What is asked:
#1 Print the part of the thread about The Finest Hours between "## jollyjacktar (9" and "to seeing it.", inclusive.
#2 In every row of the data block below, swap "Result" for "Output" and keep everything else unchanged.
— start of Document —
# The Finest Hours - Truelife USCG Rescue Story



## jollyjacktar (9 Jul 2015)

For all of the sailors here, this movie will make your blood run cold. (Remember the Leader L) Looking forward to seeing it.

http://www.imdb.com/title/tt2025690/?ref_=nv_sr_1



> Synopsis
> A heroic action-thriller, “The Finest Hours” is the remarkable true story of the greatest small boat rescue in Coast Guard history. Presented in Digital 3D™ and IMAX® 3D, the film will transport audiences to the heart of the action, creating a fully-immersive cinematic experience on an epic scale. On February 18, 1952, a massive nor’easter struck New England, pummeling towns along the Eastern seaboard and wreaking havoc on the ships caught in its deadly path, including the SS Pendleton, a T-2 oil tanker bound for Boston, which was literally ripped in half, trapping more than 30 sailors inside its rapidly-sinking stern. As the senior officer on board, first assistant engineer Ray Sybert (Casey Affleck) soon realizes it is up to him to take charge of the frightened crew and inspire the men to set aside their differences and work together to ride out one of the worst storms to ever hit the East Coast. Meanwhile, as word of the disaster reaches the U.S. Coast Guard station in Chatham, Massachusetts, Warrant Officer Daniel Cluff (Eric Bana) orders a daring operation to rescue the stranded men. Despite overwhelming odds, four men, led by Coast Guard Captain Bernie Webber (Chris Pine), set out in a wooden lifeboat with an ill-equipped engine and little, if any, means of navigation, facing frigid temperatures, 60-foot high waves and hurricane-force winds.


----------



## CougarKing (3 Aug 2015)

A trailer of this upcoming movie, starring Chris Pine as the Coxswain of a 1950s era USCG rescue launch:

"The Finest Hours" (youtube trailer)

No Starship _Enterprise_ this time for Chris Pine.  ;D


----------
— end of Document —
— start of Given records —
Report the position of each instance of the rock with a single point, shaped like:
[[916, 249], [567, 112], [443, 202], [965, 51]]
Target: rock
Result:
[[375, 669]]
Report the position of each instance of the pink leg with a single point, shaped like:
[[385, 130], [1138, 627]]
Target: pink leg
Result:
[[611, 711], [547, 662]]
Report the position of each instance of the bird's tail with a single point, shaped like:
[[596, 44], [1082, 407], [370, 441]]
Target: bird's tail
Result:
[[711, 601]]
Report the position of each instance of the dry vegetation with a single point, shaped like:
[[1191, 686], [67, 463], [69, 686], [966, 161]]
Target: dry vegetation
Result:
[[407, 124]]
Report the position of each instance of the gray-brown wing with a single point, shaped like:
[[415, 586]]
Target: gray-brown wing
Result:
— end of Given records —
Answers per task:
#1
## jollyjacktar (9 Jul 2015)

For all of the sailors here, this movie will make your blood run cold. (Remember the Leader L) Looking forward to seeing it.

#2
Report the position of each instance of the rock with a single point, shaped like:
[[916, 249], [567, 112], [443, 202], [965, 51]]
Target: rock
Output:
[[375, 669]]
Report the position of each instance of the pink leg with a single point, shaped like:
[[385, 130], [1138, 627]]
Target: pink leg
Output:
[[611, 711], [547, 662]]
Report the position of each instance of the bird's tail with a single point, shaped like:
[[596, 44], [1082, 407], [370, 441]]
Target: bird's tail
Output:
[[711, 601]]
Report the position of each instance of the dry vegetation with a single point, shaped like:
[[1191, 686], [67, 463], [69, 686], [966, 161]]
Target: dry vegetation
Output:
[[407, 124]]
Report the position of each instance of the gray-brown wing with a single point, shaped like:
[[415, 586]]
Target: gray-brown wing
Output:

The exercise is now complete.